Written instruction.
Gather every line in the items below that contains the word "water", and copy each of those lines.

Given data.
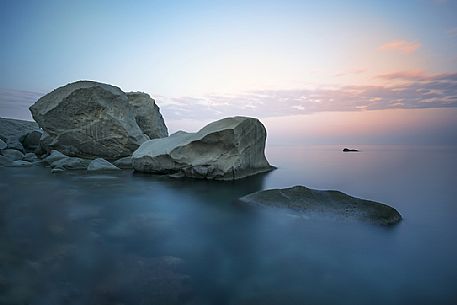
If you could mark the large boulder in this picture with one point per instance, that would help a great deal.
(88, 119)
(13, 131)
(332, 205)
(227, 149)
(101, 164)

...

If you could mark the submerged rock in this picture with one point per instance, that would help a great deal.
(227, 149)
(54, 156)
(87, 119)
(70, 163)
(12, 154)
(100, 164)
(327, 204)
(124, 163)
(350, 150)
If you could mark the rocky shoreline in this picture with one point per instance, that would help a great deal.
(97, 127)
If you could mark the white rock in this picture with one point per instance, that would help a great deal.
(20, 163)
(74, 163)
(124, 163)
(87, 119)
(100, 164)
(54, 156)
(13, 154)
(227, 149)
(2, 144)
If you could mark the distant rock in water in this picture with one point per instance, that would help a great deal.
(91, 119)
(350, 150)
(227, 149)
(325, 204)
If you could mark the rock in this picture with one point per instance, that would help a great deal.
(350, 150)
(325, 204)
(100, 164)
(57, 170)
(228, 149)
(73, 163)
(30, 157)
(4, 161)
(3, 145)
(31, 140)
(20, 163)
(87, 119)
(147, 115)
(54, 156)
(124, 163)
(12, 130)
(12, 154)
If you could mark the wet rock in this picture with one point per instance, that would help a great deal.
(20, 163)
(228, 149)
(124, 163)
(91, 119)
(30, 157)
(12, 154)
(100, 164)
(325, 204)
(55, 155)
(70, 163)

Correct answer.
If you could mark the distant rock in water in this picture with one point per instance, that would help a great deal.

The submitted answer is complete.